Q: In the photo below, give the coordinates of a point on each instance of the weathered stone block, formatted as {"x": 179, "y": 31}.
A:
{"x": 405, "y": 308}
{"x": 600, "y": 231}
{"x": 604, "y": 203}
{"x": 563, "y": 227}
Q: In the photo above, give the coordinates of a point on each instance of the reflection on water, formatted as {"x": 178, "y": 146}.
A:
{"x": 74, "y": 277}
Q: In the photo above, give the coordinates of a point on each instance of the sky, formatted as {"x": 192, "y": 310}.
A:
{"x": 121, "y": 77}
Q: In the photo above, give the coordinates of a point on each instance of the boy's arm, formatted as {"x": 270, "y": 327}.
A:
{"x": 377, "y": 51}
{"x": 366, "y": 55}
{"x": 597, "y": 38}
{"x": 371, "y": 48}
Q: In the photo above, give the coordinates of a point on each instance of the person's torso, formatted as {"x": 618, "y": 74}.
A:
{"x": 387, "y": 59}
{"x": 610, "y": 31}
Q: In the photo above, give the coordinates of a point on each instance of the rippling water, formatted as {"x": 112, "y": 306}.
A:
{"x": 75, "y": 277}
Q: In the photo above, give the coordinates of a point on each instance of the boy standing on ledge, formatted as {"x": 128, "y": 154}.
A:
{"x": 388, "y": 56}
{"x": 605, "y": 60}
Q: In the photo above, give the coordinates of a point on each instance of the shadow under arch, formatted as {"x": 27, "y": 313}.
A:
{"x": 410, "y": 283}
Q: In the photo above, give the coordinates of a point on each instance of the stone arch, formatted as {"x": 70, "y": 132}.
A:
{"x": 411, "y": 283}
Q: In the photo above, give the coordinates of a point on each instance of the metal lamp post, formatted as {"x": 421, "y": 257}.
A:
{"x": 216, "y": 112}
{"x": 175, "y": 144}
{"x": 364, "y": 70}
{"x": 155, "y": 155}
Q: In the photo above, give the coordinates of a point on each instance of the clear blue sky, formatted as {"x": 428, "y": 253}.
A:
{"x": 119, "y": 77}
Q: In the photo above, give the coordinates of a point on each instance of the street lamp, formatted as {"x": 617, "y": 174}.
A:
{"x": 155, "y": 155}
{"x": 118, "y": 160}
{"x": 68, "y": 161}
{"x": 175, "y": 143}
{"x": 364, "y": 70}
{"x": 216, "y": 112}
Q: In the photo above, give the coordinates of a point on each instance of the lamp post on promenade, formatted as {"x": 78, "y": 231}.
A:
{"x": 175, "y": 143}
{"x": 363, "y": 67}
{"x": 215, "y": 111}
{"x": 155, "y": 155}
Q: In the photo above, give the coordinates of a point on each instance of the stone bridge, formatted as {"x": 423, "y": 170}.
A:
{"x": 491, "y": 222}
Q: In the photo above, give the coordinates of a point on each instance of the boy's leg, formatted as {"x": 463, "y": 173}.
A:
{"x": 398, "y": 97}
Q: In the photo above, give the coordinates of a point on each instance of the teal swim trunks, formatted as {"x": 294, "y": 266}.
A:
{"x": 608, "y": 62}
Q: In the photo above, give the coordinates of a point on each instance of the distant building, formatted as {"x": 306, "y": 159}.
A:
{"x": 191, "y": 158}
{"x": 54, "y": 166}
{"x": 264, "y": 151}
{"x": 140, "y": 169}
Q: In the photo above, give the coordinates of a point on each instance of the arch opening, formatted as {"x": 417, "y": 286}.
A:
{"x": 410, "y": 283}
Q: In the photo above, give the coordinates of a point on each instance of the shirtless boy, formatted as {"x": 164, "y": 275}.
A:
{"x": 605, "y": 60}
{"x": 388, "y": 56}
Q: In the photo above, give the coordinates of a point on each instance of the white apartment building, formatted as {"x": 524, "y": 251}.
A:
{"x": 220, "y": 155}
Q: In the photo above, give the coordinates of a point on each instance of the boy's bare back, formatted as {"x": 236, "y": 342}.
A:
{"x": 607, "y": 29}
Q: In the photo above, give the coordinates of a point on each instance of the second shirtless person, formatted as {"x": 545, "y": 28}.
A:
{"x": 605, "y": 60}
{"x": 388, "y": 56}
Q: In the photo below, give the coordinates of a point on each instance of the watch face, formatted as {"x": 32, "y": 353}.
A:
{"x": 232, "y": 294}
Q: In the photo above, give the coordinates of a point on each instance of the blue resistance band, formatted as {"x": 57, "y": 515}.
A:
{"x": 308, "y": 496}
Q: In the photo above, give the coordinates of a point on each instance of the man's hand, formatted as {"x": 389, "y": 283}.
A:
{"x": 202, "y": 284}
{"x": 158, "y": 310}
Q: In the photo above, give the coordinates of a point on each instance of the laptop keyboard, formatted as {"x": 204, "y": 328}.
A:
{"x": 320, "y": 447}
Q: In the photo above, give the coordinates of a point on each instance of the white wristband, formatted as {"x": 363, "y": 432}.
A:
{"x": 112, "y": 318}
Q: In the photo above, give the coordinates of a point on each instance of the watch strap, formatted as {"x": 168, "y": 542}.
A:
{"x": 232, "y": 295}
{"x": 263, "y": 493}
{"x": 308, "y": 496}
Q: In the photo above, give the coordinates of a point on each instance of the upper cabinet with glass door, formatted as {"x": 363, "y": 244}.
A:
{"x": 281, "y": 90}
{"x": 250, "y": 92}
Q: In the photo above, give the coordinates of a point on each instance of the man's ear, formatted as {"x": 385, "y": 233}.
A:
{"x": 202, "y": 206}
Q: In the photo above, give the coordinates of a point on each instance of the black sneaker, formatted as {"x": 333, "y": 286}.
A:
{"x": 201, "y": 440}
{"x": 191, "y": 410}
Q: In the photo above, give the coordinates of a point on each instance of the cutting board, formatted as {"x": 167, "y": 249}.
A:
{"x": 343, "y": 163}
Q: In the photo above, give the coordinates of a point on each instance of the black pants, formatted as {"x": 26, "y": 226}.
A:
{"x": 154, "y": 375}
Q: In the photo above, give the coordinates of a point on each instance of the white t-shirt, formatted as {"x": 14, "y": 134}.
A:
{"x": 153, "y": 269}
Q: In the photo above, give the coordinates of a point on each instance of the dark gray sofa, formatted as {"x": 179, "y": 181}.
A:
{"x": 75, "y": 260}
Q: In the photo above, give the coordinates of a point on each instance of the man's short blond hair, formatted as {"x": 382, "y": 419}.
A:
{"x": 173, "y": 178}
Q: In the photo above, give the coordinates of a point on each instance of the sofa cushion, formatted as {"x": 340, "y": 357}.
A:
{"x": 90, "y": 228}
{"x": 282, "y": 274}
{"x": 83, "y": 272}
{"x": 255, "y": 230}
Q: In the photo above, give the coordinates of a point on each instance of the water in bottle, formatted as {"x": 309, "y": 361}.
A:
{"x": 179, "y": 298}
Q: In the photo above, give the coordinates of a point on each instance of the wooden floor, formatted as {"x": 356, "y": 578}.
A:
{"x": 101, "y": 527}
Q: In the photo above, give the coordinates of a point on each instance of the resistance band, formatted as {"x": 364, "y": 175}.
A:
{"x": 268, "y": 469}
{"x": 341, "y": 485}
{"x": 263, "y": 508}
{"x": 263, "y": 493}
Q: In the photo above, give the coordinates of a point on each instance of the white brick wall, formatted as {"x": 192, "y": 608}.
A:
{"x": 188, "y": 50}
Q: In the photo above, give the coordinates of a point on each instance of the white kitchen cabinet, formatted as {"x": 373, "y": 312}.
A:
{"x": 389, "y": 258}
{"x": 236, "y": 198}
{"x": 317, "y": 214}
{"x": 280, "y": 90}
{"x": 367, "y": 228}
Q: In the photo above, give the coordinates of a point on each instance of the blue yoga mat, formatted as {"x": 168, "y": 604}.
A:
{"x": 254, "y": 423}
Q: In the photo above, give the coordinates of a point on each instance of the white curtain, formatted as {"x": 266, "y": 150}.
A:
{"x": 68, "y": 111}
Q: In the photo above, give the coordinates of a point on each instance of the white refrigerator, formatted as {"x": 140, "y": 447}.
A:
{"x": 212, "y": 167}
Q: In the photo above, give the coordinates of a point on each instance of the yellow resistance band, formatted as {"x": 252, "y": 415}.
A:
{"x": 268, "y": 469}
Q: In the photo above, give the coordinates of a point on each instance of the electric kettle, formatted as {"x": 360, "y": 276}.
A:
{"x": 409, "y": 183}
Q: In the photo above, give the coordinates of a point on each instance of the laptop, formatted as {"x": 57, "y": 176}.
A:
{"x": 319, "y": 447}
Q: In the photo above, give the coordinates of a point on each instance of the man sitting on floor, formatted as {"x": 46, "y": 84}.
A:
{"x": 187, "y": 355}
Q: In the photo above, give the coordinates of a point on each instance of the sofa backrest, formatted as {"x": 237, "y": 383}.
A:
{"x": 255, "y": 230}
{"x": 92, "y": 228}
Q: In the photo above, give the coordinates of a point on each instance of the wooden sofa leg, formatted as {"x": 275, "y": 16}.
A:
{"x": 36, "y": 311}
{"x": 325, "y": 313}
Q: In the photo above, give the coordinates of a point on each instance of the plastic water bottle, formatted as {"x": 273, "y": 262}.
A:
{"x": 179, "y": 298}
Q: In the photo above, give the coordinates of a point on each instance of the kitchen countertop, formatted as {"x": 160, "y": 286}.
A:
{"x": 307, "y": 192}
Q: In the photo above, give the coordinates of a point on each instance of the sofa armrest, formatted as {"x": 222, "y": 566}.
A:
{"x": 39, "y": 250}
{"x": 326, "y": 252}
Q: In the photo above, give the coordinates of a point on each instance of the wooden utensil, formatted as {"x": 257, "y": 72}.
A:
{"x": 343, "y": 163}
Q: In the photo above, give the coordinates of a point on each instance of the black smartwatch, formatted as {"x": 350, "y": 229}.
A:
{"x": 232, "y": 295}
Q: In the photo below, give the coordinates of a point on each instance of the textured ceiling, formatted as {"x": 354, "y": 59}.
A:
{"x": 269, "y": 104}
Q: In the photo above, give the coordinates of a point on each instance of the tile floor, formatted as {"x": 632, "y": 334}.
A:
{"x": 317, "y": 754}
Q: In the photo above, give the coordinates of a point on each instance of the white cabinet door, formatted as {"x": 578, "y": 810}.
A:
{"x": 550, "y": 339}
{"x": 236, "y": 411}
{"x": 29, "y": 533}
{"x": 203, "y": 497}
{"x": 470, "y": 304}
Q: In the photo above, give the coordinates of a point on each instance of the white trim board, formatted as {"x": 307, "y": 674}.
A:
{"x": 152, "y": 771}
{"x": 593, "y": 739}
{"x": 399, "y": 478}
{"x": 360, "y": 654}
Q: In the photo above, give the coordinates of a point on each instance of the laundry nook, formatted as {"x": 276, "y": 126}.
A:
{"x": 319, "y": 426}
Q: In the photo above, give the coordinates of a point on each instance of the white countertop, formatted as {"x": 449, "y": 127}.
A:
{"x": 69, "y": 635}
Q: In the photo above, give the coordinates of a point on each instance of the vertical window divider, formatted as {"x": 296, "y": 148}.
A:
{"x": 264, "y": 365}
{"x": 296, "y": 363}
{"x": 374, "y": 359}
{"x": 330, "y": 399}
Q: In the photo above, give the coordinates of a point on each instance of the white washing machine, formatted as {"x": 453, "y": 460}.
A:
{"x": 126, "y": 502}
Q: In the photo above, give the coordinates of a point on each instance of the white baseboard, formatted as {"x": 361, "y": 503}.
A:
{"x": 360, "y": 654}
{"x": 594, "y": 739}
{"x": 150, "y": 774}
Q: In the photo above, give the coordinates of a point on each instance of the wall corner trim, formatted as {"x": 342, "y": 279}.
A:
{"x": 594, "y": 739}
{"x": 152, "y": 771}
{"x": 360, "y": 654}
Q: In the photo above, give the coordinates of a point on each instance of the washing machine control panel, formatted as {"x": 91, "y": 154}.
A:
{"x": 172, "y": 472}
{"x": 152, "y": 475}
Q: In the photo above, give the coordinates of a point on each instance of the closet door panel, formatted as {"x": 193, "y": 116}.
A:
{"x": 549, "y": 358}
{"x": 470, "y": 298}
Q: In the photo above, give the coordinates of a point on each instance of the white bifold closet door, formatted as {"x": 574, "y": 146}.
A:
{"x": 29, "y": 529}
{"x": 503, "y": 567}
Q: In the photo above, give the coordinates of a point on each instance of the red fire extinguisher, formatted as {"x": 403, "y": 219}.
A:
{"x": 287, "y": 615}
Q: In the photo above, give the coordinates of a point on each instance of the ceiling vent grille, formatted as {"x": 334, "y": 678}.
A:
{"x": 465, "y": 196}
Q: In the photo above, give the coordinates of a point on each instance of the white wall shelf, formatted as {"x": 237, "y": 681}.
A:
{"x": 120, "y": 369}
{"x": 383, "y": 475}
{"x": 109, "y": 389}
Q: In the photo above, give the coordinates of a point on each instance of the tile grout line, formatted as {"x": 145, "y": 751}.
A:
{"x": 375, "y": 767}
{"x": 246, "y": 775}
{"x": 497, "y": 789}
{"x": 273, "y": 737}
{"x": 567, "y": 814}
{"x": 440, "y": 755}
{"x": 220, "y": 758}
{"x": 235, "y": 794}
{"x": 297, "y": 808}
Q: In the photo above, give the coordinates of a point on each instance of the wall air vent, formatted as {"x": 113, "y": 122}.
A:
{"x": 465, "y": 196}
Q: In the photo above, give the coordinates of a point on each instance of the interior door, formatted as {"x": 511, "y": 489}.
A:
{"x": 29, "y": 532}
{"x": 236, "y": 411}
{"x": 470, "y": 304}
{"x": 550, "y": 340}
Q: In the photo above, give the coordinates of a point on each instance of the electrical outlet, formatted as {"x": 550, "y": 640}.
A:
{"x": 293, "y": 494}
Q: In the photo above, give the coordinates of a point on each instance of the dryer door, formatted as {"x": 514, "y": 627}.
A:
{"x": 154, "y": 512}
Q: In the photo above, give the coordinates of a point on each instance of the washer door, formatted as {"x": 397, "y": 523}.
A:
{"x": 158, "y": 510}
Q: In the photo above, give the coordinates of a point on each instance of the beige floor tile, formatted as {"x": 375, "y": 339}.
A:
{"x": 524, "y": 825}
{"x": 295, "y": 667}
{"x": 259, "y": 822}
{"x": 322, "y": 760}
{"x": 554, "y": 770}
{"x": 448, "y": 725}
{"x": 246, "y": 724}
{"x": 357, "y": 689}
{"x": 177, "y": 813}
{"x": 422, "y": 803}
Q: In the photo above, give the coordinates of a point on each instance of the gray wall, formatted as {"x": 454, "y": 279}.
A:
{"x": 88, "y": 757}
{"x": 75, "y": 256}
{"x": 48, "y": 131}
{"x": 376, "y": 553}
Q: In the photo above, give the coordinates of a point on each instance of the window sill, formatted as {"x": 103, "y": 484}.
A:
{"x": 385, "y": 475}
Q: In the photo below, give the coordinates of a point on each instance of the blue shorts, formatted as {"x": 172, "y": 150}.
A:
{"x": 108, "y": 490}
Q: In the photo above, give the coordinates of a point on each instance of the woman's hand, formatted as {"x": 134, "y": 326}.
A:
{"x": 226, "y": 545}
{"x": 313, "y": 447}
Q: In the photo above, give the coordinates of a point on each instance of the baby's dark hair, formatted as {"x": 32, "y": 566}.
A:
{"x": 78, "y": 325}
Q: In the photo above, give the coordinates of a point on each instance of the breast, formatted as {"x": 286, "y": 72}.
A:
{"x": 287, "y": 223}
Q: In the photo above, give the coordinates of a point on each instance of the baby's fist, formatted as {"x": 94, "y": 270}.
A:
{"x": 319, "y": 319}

- [Exercise instructions]: Please go through the material and return each line where the word "gray" appears.

- [Output of the exercise]:
Q: In the photo above, give the coordinates of a point on each instance of the dark gray sofa, formatted as {"x": 179, "y": 181}.
Q: In the photo above, give the coordinates of a point on each instance of the gray wall, formatted as {"x": 454, "y": 279}.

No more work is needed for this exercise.